What the task requires
Arrange as a numbered list the lines below, starting with the line that contains "man's nose --all-instances" and going on through the line that contains "Provide the mask of every instance of the man's". Leave out any blank lines.

Raw records
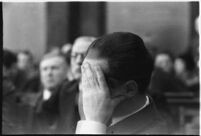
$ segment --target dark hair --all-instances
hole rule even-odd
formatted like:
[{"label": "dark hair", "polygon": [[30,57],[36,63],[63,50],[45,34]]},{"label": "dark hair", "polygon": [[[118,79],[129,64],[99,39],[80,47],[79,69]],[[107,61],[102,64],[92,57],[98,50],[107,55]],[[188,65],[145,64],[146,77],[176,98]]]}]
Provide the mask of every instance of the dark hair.
[{"label": "dark hair", "polygon": [[33,60],[33,54],[29,50],[21,50],[18,52],[18,54],[24,54],[26,56],[29,56],[30,60]]},{"label": "dark hair", "polygon": [[153,71],[153,59],[143,40],[129,32],[115,32],[95,40],[88,52],[95,49],[98,57],[109,64],[109,77],[119,81],[135,80],[140,93],[149,85]]},{"label": "dark hair", "polygon": [[9,69],[16,62],[17,62],[16,54],[11,52],[11,51],[9,51],[9,50],[7,50],[7,49],[4,49],[3,50],[3,65],[7,69]]}]

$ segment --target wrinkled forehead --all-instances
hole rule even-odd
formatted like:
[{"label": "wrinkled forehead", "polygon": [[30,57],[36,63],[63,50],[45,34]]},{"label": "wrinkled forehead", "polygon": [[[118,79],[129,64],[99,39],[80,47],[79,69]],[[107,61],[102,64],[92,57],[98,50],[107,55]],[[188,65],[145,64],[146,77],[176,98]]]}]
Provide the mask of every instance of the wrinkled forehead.
[{"label": "wrinkled forehead", "polygon": [[86,62],[89,63],[92,67],[99,66],[101,70],[103,71],[103,73],[109,72],[109,65],[108,65],[107,59],[97,57],[97,54],[95,51],[87,54],[82,65]]},{"label": "wrinkled forehead", "polygon": [[54,56],[45,58],[40,62],[40,67],[46,67],[46,66],[65,66],[66,61],[65,58],[61,56]]},{"label": "wrinkled forehead", "polygon": [[78,40],[75,42],[72,48],[72,53],[86,53],[89,48],[91,41],[87,40]]}]

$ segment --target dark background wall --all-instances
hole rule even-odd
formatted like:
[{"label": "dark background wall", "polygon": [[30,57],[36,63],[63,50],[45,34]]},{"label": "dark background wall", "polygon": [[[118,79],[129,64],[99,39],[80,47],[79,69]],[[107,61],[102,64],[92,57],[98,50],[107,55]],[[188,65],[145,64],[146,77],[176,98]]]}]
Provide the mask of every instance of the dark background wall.
[{"label": "dark background wall", "polygon": [[3,46],[40,59],[81,35],[131,31],[148,47],[178,55],[190,46],[198,13],[198,2],[3,3]]}]

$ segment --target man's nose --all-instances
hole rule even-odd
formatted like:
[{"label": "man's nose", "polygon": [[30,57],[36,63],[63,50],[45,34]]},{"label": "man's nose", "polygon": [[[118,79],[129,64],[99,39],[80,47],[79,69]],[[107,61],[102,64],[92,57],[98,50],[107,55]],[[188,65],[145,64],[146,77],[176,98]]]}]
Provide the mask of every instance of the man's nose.
[{"label": "man's nose", "polygon": [[52,75],[52,69],[51,68],[47,69],[46,75],[47,76],[51,76]]},{"label": "man's nose", "polygon": [[76,61],[77,64],[81,65],[83,60],[84,60],[84,57],[82,57],[82,55],[78,55],[76,57],[75,61]]}]

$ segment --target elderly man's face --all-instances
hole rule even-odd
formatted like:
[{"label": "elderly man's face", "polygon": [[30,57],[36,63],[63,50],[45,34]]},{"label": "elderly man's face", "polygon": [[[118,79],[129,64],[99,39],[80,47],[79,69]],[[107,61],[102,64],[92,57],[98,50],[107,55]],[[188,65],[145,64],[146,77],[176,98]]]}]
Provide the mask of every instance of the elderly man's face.
[{"label": "elderly man's face", "polygon": [[54,89],[66,78],[67,65],[59,56],[47,58],[40,63],[41,82],[46,89]]},{"label": "elderly man's face", "polygon": [[18,59],[17,65],[19,69],[26,70],[27,68],[31,67],[32,60],[29,55],[20,53],[18,54],[17,59]]},{"label": "elderly man's face", "polygon": [[91,42],[89,41],[80,40],[73,45],[71,52],[71,70],[75,79],[80,79],[81,77],[81,65],[90,44]]}]

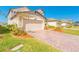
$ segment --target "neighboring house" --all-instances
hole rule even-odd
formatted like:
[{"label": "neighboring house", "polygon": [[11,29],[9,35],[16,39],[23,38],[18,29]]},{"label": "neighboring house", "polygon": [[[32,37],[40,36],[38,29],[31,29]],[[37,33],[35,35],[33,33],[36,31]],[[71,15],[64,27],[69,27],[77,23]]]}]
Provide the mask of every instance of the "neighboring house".
[{"label": "neighboring house", "polygon": [[47,20],[48,25],[54,26],[54,27],[69,27],[72,26],[72,23],[69,21],[61,21],[61,20],[56,20],[56,19],[48,19]]},{"label": "neighboring house", "polygon": [[59,25],[60,25],[60,23],[61,23],[61,21],[59,21],[59,20],[55,20],[55,19],[48,19],[47,20],[47,24],[49,25],[49,26],[54,26],[54,27],[58,27]]},{"label": "neighboring house", "polygon": [[16,24],[24,31],[44,30],[45,20],[42,10],[31,11],[26,7],[11,9],[8,14],[8,24]]},{"label": "neighboring house", "polygon": [[79,21],[74,22],[75,26],[79,26]]}]

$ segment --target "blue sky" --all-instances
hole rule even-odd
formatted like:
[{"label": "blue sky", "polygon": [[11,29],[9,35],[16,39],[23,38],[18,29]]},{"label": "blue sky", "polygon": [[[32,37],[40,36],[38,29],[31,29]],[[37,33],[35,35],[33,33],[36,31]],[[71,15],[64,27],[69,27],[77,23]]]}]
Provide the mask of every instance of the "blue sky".
[{"label": "blue sky", "polygon": [[[0,6],[0,22],[7,22],[9,10],[19,7],[22,6]],[[43,9],[47,18],[79,21],[79,6],[28,6],[28,8],[31,10]]]}]

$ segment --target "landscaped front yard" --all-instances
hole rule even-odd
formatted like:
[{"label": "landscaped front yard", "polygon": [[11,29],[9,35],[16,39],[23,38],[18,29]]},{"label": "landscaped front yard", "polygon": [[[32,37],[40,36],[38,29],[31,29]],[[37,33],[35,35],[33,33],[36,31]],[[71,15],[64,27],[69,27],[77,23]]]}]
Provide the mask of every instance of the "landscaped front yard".
[{"label": "landscaped front yard", "polygon": [[50,45],[35,39],[35,38],[26,38],[26,39],[20,39],[13,37],[10,33],[2,34],[2,37],[0,38],[0,51],[6,52],[11,51],[12,48],[19,44],[23,44],[23,47],[16,50],[16,51],[27,51],[27,52],[50,52],[50,51],[60,51],[57,50]]},{"label": "landscaped front yard", "polygon": [[[73,35],[79,35],[79,26],[73,26],[71,28],[68,29],[64,29],[64,28],[57,28],[54,26],[48,26],[49,29],[55,30],[55,31],[60,31],[62,33],[67,33],[67,34],[73,34]],[[72,30],[73,29],[77,29],[77,30]]]}]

Result for this exercise
1. $ segment --target man's nose --all-instances
2. hole rule even-odd
3. formatted like:
4. [{"label": "man's nose", "polygon": [[30,57],[36,63],[63,50],[45,34]]},{"label": "man's nose", "polygon": [[[118,79],[129,64],[99,39],[80,47],[79,69]],[[107,61],[102,64],[92,57],[98,50],[107,55]],[[188,65],[145,64],[146,77],[176,98]]]}]
5. Provide the mask of every instance of the man's nose.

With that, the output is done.